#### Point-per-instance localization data
##########
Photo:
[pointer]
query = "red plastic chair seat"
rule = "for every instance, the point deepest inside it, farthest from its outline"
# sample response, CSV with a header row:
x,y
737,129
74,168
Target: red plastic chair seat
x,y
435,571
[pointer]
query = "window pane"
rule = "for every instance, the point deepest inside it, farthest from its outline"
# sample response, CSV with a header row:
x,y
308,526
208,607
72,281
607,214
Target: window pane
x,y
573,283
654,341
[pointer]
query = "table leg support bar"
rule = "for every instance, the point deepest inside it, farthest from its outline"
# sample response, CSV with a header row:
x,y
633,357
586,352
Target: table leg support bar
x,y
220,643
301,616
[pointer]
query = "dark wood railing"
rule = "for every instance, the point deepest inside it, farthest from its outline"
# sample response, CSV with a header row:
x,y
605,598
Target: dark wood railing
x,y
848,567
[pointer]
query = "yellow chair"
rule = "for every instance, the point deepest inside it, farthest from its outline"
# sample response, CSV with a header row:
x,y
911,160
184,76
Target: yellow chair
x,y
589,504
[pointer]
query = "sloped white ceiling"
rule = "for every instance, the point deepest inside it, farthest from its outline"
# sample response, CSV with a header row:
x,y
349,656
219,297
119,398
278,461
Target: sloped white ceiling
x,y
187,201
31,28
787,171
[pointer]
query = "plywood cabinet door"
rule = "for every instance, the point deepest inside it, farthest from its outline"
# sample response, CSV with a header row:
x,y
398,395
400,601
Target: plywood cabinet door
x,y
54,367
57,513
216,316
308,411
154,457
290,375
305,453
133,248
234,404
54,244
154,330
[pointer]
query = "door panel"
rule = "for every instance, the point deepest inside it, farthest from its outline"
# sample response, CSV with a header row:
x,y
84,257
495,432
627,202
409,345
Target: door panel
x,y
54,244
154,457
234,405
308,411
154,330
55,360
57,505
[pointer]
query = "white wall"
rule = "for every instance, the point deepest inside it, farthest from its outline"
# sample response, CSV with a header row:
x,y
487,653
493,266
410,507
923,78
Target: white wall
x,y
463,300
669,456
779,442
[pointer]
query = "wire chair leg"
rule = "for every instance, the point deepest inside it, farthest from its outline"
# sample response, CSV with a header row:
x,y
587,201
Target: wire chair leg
##########
#### Action item
Retype the records above without changing a single word.

#### Output below
Photo:
[pointer]
query = "red plastic chair seat"
rule = "for every instance, the point deepest inside it, farthest from its outline"
# sample response, CSV with a header row:
x,y
737,129
74,168
Target: red plastic chair seat
x,y
435,571
[pointer]
query = "window pane"
rule = "for every instance, the point deepest inside it, farthest from its outline"
# sample response, CSV with a header row:
x,y
308,526
208,607
72,281
607,214
Target: window pane
x,y
573,283
654,341
[pointer]
query = "table leg support bar"
rule = "for every instance, the point deepest inside it, farthest from its outline"
# sample response, CSV with a header row:
x,y
633,357
586,352
Target: table leg support bar
x,y
220,643
301,616
[pointer]
query = "dark wood railing"
rule = "for every instance, the point deepest inside it, farthest from its outline"
# sample response, CSV with a header row:
x,y
605,598
Target: dark wood railing
x,y
848,567
[pointer]
query = "yellow chair"
rule = "for every instance, the point deepest inside it, farthest from its outline"
# sample response, CSV with a header row:
x,y
911,160
184,76
Target: yellow chair
x,y
589,504
[pointer]
query = "sloped white ceiling"
rule = "for every instance, the point deepest inside it, farthest from its outline"
# sample response, CSV with a header row:
x,y
349,656
219,297
119,398
278,461
Target: sloped white ceiling
x,y
187,201
31,28
787,171
[pointer]
query = "plywood cabinet door"
rule = "for every instance, the point deepest inside it, farthest from its outline"
# sample response, CSV with a header row:
x,y
398,395
400,601
Target: plywood cabinet door
x,y
54,367
57,513
216,316
308,411
154,457
290,375
305,453
133,248
234,404
54,244
154,330
[pointer]
query = "door panel"
rule = "for every instance, the point deepest inside it, farthest from its outline"
# sample response, CSV with a header row:
x,y
84,257
495,432
627,202
409,345
Target: door panel
x,y
54,244
154,457
234,405
308,411
154,330
55,360
57,505
[pointer]
query = "white wall"
rule = "for every instance, the point deepest inside it, farthest from its outline"
# sample response, CSV with a header row:
x,y
487,653
493,266
410,507
923,78
Target: white wall
x,y
463,300
669,456
779,442
[pointer]
query = "wire chair leg"
rule = "for every instance, the point deepest inside it, farthest from its outline"
# sample response, CSV with a header row:
x,y
587,201
Target: wire chair leg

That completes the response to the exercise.